━━━━━ PROVIDED MATERIAL ━━━━━

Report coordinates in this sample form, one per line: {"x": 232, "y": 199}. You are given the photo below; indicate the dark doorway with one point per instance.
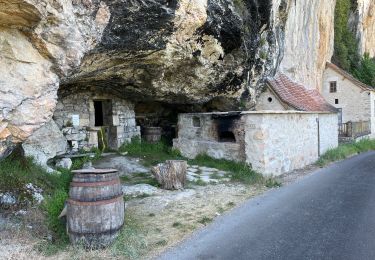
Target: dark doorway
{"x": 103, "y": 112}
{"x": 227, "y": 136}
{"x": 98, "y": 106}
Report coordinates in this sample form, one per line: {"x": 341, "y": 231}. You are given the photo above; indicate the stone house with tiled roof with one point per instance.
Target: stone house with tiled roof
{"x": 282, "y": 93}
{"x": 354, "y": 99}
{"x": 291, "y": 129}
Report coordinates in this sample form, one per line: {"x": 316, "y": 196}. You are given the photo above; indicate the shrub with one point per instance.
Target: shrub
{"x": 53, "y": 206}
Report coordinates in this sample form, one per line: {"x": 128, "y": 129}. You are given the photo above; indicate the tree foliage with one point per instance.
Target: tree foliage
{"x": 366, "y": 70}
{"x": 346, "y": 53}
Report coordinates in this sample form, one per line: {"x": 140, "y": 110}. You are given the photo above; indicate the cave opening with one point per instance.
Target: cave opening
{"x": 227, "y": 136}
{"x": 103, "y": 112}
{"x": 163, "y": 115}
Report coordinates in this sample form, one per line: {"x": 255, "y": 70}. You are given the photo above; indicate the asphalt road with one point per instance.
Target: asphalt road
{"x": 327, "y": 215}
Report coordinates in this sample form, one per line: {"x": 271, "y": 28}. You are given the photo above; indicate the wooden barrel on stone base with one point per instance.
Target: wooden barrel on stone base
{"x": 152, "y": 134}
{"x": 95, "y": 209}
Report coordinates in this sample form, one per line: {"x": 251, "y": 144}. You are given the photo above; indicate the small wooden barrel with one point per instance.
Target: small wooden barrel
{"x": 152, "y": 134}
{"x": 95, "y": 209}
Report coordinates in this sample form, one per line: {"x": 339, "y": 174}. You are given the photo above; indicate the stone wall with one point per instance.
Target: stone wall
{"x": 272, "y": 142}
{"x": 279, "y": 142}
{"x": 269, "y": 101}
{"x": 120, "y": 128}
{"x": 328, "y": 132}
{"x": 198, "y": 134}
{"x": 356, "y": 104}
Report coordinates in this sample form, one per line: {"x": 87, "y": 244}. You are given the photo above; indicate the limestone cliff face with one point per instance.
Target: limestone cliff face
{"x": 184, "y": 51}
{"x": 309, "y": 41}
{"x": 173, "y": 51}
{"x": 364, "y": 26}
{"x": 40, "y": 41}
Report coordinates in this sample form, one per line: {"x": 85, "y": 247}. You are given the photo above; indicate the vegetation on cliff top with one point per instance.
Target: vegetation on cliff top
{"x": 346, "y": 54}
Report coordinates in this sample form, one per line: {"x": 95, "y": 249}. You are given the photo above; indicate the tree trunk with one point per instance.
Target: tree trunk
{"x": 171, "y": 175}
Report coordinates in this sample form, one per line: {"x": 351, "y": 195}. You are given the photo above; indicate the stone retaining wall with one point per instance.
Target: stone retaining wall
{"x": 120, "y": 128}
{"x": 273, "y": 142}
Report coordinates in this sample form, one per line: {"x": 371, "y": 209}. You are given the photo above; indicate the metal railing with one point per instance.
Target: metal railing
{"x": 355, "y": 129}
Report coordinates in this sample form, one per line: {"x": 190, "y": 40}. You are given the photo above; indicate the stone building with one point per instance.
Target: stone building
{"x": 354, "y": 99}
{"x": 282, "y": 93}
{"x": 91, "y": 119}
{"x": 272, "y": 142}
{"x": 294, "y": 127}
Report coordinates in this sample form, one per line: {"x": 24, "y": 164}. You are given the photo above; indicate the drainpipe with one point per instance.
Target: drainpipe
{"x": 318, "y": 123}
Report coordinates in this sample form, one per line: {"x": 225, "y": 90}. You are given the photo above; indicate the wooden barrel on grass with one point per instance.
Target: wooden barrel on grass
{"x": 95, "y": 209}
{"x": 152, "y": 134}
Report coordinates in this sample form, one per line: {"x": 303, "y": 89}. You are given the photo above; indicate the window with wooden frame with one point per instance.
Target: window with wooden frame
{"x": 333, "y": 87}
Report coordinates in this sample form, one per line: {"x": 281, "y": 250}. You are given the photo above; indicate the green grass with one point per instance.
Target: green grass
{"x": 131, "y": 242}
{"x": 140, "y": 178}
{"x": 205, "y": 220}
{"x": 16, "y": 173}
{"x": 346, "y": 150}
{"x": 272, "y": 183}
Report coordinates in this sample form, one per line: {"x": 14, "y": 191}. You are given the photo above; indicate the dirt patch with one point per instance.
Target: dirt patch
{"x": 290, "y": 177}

━━━━━
━━━━━ PROVIDED MATERIAL ━━━━━

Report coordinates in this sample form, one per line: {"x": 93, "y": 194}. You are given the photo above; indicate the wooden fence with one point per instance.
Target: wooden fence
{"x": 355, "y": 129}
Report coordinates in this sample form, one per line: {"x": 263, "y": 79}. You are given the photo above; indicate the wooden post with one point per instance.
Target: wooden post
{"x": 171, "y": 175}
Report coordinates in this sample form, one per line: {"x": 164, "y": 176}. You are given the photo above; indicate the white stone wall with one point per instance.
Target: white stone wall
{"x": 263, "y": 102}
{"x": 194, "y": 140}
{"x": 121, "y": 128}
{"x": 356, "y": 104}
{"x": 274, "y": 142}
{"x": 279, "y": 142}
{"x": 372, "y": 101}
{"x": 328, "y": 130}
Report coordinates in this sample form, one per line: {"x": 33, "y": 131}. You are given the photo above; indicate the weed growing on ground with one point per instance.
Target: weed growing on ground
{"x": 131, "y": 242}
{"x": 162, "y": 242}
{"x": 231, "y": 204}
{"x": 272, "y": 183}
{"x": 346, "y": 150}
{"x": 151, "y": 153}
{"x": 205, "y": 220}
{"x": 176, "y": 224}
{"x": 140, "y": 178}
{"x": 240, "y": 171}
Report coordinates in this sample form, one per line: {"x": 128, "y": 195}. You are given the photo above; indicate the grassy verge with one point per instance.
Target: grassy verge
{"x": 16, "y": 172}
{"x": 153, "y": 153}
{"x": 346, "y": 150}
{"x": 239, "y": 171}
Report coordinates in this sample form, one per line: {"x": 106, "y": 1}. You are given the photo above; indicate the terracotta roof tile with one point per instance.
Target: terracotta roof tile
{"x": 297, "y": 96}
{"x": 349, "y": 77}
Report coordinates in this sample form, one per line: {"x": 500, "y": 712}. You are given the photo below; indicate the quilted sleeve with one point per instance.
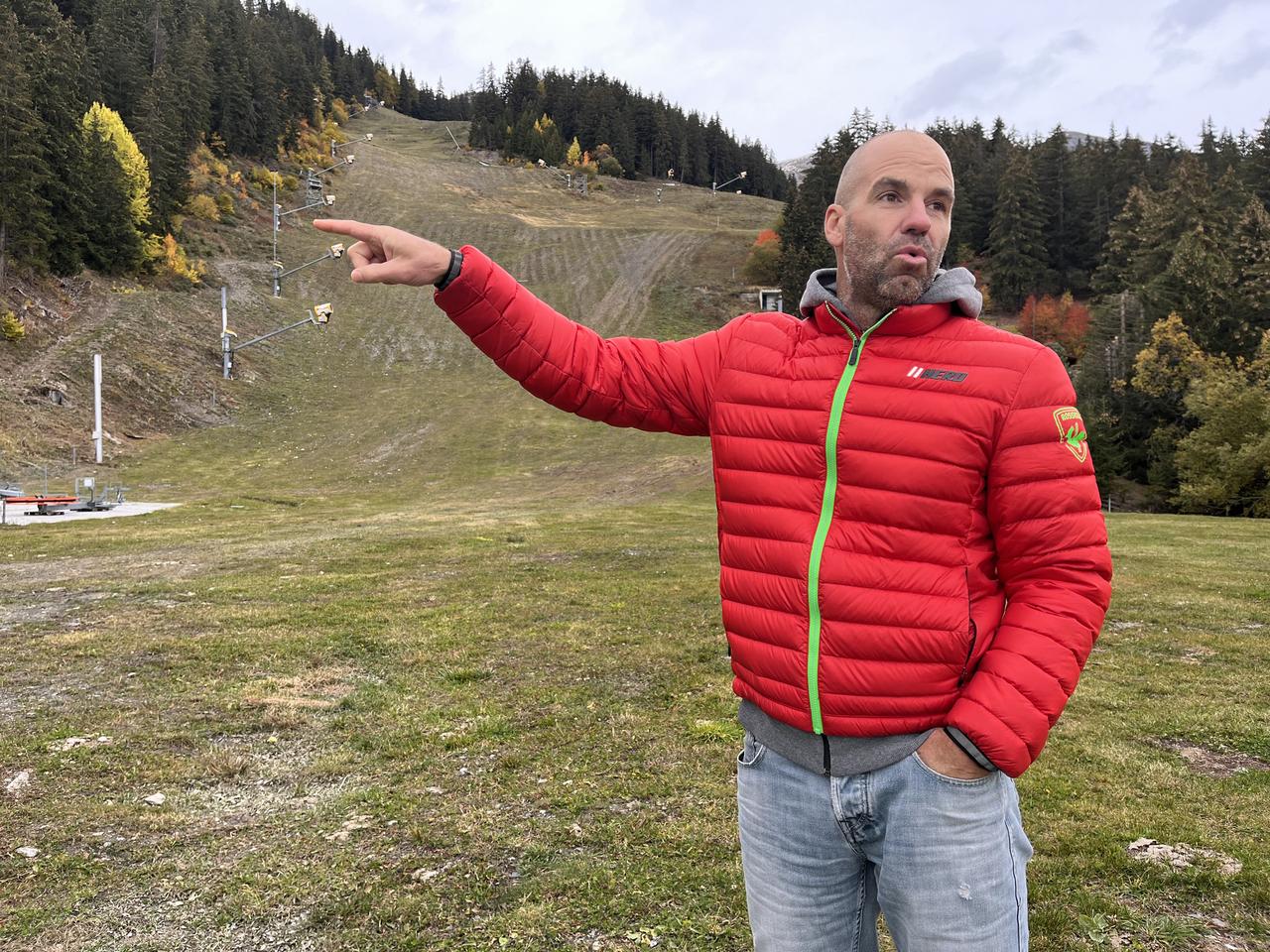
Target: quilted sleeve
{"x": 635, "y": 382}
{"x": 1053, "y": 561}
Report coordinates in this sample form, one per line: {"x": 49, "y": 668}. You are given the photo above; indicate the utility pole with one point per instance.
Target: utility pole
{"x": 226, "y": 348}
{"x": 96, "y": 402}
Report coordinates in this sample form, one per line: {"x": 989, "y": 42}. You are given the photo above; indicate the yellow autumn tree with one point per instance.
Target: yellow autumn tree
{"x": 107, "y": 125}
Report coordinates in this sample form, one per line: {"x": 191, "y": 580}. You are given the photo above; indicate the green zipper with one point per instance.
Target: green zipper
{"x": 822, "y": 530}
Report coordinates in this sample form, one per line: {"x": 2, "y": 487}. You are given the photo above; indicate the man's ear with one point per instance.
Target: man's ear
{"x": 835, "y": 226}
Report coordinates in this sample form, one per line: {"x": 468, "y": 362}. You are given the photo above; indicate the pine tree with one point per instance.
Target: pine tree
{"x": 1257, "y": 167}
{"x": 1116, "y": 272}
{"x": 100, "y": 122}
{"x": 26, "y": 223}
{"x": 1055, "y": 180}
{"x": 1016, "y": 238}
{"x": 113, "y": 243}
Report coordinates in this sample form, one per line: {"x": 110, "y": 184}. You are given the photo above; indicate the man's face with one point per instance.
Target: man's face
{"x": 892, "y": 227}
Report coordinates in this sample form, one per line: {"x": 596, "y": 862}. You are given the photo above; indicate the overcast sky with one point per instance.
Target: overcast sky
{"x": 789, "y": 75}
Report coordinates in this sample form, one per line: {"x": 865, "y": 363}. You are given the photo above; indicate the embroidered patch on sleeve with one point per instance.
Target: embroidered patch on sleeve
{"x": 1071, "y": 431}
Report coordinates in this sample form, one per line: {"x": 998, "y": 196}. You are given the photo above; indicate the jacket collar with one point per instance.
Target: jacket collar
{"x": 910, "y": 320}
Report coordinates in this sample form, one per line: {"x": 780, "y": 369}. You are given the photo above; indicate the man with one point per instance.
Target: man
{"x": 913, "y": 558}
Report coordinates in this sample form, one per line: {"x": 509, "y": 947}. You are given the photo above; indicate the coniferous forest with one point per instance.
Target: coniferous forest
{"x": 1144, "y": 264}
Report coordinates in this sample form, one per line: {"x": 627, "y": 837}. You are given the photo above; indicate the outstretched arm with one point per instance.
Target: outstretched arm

━━━━━
━━━━━ PROVIDED MATERIAL ━━━━━

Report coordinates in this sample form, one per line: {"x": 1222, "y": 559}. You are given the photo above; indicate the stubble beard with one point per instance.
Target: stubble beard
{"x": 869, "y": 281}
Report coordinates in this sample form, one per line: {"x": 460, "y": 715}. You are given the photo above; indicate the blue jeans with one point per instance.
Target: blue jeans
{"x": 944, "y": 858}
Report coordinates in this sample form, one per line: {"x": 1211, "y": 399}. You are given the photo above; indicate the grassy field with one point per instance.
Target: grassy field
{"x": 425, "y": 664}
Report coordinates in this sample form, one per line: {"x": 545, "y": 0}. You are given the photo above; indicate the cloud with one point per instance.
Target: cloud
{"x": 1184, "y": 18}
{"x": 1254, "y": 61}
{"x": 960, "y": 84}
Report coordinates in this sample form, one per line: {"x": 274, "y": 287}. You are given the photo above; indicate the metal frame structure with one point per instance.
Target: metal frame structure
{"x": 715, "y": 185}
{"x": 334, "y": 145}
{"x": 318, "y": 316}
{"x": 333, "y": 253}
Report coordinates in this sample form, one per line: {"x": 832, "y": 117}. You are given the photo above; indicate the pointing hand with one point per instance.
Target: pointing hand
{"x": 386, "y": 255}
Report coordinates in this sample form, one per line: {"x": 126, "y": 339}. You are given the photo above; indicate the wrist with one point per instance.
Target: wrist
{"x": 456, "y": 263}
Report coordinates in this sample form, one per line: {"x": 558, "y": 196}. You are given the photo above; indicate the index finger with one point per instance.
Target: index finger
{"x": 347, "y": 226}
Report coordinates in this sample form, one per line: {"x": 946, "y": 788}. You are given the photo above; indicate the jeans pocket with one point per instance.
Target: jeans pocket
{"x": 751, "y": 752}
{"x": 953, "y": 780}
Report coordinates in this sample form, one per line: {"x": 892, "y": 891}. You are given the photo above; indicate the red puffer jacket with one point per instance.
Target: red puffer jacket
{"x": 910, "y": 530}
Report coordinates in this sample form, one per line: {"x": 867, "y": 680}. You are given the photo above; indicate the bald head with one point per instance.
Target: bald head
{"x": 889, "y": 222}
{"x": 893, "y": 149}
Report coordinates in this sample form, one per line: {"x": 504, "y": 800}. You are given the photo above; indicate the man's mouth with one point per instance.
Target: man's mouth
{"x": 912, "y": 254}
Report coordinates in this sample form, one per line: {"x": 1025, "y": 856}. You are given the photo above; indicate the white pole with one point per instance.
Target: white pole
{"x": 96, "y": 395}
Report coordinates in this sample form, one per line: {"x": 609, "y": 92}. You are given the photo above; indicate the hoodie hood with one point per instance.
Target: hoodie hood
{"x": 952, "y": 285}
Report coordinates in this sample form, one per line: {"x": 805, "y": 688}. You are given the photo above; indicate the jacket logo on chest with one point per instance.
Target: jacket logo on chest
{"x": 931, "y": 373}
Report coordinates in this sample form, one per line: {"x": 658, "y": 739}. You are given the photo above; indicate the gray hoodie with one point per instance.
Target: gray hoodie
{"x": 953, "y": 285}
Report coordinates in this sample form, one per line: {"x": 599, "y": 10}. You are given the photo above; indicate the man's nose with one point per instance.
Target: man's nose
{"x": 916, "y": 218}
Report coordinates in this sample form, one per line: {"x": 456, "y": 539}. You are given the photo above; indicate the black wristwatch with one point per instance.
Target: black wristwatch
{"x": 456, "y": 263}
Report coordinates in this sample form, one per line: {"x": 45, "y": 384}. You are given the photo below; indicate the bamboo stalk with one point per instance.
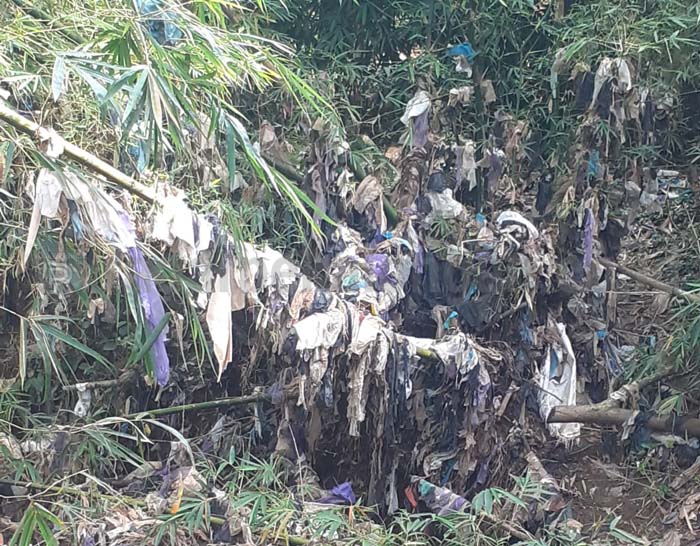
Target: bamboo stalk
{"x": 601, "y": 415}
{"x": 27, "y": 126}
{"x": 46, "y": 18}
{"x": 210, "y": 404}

━━━━━

■ **WHAT TO DO**:
Gather every line of the listing above that contains the word "weed" and copy each one out.

■ **ANSWER FOR THE TASK**:
Report coordinates in this sample form, one per line: {"x": 33, "y": 131}. You are given the photo above; indicate the weed growing on ground with one point per instance.
Target: weed growing on ground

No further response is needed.